• Ziel der Übung
Kannst du den folgenden Text über die Taufszene vollständig und Wort für Wort unverändert niederschreiben?

• Vorliegender Text

◆ ◆ ◆

Ein Jesus Moment, den Gott nicht feiert

Neben Mobbing von Dicken werden auch andere Themen kurz angeteast. Jeglicher Zusammenhang zur Story fehlt. Aber Hauptsache ist, man hat drüber gesprochen. So wird zum Beispiel eine Taufe für die Protagonistin wichtig, als sie bei der Wahl zur „Miss Magic Jesus“ teilnehmen möchte. Schon alleine eine Wahl zur „Miss Magic Jesus“ ist lächerlich, soll in Christen doch die innere Schönheit, die durch ein Leben mit Jesus entsteht, nach außen getragen werden. Die Taufe wird abgestempelt als eine Kleinigkeit, ohne jegliche Bedeutung. Es geht um einen Neubeginn. Aber spielt Gott eine Rolle? Nein. Völlig ohne Hintergrund sucht Patty plötzlich Hilfe beim Pastor und in der Taufe. Fünf Minuten später wird Patty getauft. Ein Leben mit Jesus? Fehanzeige. Sie ist völlig high als sie in das Taufbecken steigt. Während ihrer Sekunde unter Wasser macht ihr ein Donut dann bewusst, dass sie nur einmal lebe und einfach machen solle, was sie will. Taufe erledigt. Wie eine Baywatch-Nixe, in Bikini, den sie lediglich mit einem weißen und nun durchsichtigem, weil nassem T-Shirt bedeckt, steigt sie aus dem Taufbecken.

◆ ◆ ◆

• Bereitgestelltes Material

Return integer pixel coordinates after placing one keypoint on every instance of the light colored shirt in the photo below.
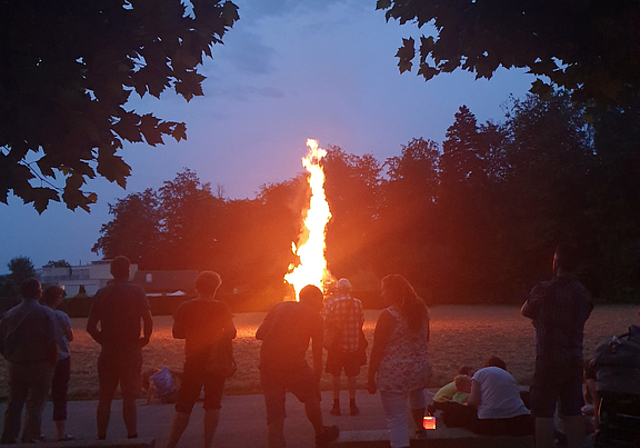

◆ ◆ ◆

• Ergebnis der Aufgabe
Ein Jesus Moment, den Gott nicht feiert

Neben Mobbing von Dicken werden auch andere Themen kurz angeteast. Jeglicher Zusammenhang zur Story fehlt. Aber Hauptsache ist, man hat drüber gesprochen. So wird zum Beispiel eine Taufe für die Protagonistin wichtig, als sie bei der Wahl zur „Miss Magic Jesus“ teilnehmen möchte. Schon alleine eine Wahl zur „Miss Magic Jesus“ ist lächerlich, soll in Christen doch die innere Schönheit, die durch ein Leben mit Jesus entsteht, nach außen getragen werden. Die Taufe wird abgestempelt als eine Kleinigkeit, ohne jegliche Bedeutung. Es geht um einen Neubeginn. Aber spielt Gott eine Rolle? Nein. Völlig ohne Hintergrund sucht Patty plötzlich Hilfe beim Pastor und in der Taufe. Fünf Minuten später wird Patty getauft. Ein Leben mit Jesus? Fehanzeige. Sie ist völlig high als sie in das Taufbecken steigt. Während ihrer Sekunde unter Wasser macht ihr ein Donut dann bewusst, dass sie nur einmal lebe und einfach machen solle, was sie will. Taufe erledigt. Wie eine Baywatch-Nixe, in Bikini, den sie lediglich mit einem weißen und nun durchsichtigem, weil nassem T-Shirt bedeckt, steigt sie aus dem Taufbecken.